> **What is being asked**: Word for word, print all of the lines below.

Recorded data
= Beginning of Section =

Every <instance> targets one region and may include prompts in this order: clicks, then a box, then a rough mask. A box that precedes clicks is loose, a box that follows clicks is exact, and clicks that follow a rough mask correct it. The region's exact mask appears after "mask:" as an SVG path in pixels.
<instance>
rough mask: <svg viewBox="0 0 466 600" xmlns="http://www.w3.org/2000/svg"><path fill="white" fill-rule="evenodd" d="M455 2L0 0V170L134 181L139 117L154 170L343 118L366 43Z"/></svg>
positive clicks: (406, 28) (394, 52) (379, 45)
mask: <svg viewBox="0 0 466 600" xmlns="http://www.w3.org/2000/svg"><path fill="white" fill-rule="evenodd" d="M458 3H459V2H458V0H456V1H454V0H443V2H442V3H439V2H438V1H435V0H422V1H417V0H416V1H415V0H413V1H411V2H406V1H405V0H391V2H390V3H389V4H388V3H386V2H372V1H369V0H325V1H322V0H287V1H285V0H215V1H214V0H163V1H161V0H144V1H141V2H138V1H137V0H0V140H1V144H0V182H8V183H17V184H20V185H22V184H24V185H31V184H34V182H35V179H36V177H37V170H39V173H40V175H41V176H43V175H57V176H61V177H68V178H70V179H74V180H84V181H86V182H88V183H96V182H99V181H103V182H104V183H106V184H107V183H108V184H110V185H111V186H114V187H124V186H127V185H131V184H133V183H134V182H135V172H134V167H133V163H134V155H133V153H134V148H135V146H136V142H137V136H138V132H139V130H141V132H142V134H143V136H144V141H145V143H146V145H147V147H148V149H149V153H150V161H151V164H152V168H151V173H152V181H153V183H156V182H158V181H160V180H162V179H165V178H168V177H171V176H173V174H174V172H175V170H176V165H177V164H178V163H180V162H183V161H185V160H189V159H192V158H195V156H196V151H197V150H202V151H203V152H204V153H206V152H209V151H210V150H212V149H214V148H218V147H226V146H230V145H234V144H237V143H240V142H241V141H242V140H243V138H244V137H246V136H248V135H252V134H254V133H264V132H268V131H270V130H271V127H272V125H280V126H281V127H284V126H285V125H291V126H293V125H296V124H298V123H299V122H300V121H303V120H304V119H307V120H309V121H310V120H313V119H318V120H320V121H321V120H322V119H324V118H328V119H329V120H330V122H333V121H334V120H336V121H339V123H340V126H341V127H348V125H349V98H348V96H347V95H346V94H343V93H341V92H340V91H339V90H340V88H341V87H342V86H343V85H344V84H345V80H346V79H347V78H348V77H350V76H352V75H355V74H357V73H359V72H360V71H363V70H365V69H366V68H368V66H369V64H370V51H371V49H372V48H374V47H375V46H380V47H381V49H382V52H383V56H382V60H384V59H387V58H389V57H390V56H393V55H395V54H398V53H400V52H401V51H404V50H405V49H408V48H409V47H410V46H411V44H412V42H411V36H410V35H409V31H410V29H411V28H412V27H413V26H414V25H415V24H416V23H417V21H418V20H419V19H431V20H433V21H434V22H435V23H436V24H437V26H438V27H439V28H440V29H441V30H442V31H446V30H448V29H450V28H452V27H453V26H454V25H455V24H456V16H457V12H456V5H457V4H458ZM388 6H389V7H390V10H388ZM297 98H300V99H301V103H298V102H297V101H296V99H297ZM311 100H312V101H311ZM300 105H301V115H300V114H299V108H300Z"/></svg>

= End of Section =

> **Answer box**:
Every <instance> targets one region and may include prompts in this order: clicks, then a box, then a rough mask. A box that precedes clicks is loose, a box that follows clicks is exact, and clicks that follow a rough mask correct it. The region's exact mask appears after "mask:" as an SVG path in pixels.
<instance>
rough mask: <svg viewBox="0 0 466 600" xmlns="http://www.w3.org/2000/svg"><path fill="white" fill-rule="evenodd" d="M455 2L0 0V170L134 181L139 117L154 170L343 118L366 43Z"/></svg>
positive clicks: (406, 28) (394, 52) (379, 45)
mask: <svg viewBox="0 0 466 600" xmlns="http://www.w3.org/2000/svg"><path fill="white" fill-rule="evenodd" d="M458 3H459V2H458V0H456V1H454V0H443V2H442V3H439V2H438V1H435V0H422V1H417V0H416V1H415V0H413V1H411V2H406V1H405V0H391V2H390V3H389V4H388V3H386V2H372V1H369V0H325V1H322V0H287V1H285V0H215V1H214V0H163V1H161V0H144V1H141V2H138V1H137V0H0V140H1V144H0V182H8V183H17V184H20V185H22V184H24V185H31V184H34V182H35V179H36V177H37V170H39V173H40V175H41V176H43V175H57V176H61V177H68V178H70V179H74V180H84V181H86V182H88V183H96V182H99V181H103V182H104V183H106V184H107V183H108V184H110V185H111V186H114V187H124V186H127V185H131V184H133V183H134V182H135V172H134V167H133V163H134V155H133V153H134V148H135V146H136V142H137V136H138V132H139V130H141V132H142V134H143V136H144V141H145V143H146V145H147V147H148V149H149V153H150V161H151V164H152V168H151V173H152V181H153V183H156V182H158V181H160V180H162V179H165V178H168V177H171V176H173V174H174V172H175V170H176V165H177V164H178V163H180V162H183V161H185V160H189V159H192V158H195V156H196V151H197V150H202V151H203V152H204V153H206V152H209V151H210V150H212V149H214V148H218V147H226V146H230V145H234V144H237V143H240V142H241V141H242V140H243V138H244V137H246V136H248V135H252V134H254V133H264V132H268V131H270V130H271V127H272V125H280V126H281V127H284V126H285V125H291V126H293V125H296V124H298V123H299V122H300V121H303V120H304V119H307V120H309V121H310V120H313V119H318V120H320V121H321V120H322V119H324V118H328V119H329V120H330V122H333V121H334V120H336V121H339V123H340V126H341V127H348V125H349V98H348V96H347V95H346V94H343V93H341V92H340V91H339V90H340V88H341V87H342V86H343V85H344V84H345V80H346V79H347V78H348V77H350V76H352V75H355V74H357V73H359V72H360V71H363V70H365V69H366V68H368V66H369V64H370V51H371V49H372V48H374V47H375V46H380V47H381V49H382V52H383V56H382V60H384V59H387V58H389V57H390V56H393V55H395V54H398V53H400V52H401V51H404V50H405V49H408V48H409V47H410V46H411V44H412V42H411V36H410V35H409V31H410V29H411V28H412V27H413V26H414V25H415V24H416V23H417V21H418V20H419V19H431V20H433V21H434V22H435V23H436V24H437V26H438V27H439V28H440V29H441V30H442V31H446V30H448V29H450V28H452V27H453V26H454V25H455V24H456V16H457V12H456V5H457V4H458ZM388 6H389V7H390V10H388ZM297 98H300V99H301V103H298V102H297V101H296V99H297ZM311 100H312V101H311ZM300 105H301V115H300V114H299V108H300Z"/></svg>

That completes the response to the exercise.